## WHAT IS REQUIRED
In the records below, find the line containing "Please point out the la", then extract that line and all subsequent lines exactly, leaving out everything else.

## LISTED ENTRIES

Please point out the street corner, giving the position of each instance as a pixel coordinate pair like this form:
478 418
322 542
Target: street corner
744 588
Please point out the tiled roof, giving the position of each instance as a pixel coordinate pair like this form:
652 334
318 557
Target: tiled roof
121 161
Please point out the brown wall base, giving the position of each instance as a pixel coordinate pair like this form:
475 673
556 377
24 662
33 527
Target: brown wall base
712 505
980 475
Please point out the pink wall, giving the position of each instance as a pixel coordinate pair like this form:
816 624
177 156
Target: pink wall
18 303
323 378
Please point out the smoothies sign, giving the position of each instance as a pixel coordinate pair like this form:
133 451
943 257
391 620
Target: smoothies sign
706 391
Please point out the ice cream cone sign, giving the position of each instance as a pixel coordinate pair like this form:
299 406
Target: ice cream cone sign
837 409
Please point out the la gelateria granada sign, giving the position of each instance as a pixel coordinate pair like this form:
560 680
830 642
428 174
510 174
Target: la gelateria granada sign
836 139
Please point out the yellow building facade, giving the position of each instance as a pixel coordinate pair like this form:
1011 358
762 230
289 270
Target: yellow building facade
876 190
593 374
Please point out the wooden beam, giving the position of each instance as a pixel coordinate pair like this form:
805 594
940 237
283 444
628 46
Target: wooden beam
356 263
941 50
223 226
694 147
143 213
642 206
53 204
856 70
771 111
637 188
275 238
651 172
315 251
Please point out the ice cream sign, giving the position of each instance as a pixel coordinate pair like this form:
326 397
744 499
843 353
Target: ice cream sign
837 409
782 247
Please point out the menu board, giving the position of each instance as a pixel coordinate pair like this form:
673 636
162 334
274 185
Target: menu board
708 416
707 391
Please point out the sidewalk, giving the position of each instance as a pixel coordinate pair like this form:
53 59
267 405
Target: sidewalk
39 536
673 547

## TASK ANSWER
Please point out the la gelateria granada sign, giving the position of each instance as a pixel coordinate pair like this form:
560 680
830 642
428 174
510 174
Target: la gelateria granada sign
836 139
Please point out the yellow building facade, giving the position of each instance as a pixel coordinate pair like this form:
1011 358
762 230
289 270
Target: yellow building facade
876 190
593 374
Please point out the wooden beam, giving the position of each instance as a pixel coordinate pair like this form:
805 594
940 237
283 444
628 46
Target: wooden beam
356 263
941 50
223 226
694 147
143 213
642 206
53 204
856 70
771 111
637 188
275 238
651 172
315 251
Please point out the ice cream sign, giving the position of each instance as a pixel coordinate pair like this form:
326 397
744 499
843 353
Target: ice cream sign
837 409
782 247
Please point out the menu board, giving the position of each instance as a pixel coordinate pair like this form:
673 636
162 334
274 185
Target: menu board
708 416
707 391
Please point out the sidewalk, giving the position of each instance as a pixel coordinate pair like this form:
53 59
267 405
Target: sidewalk
39 536
673 547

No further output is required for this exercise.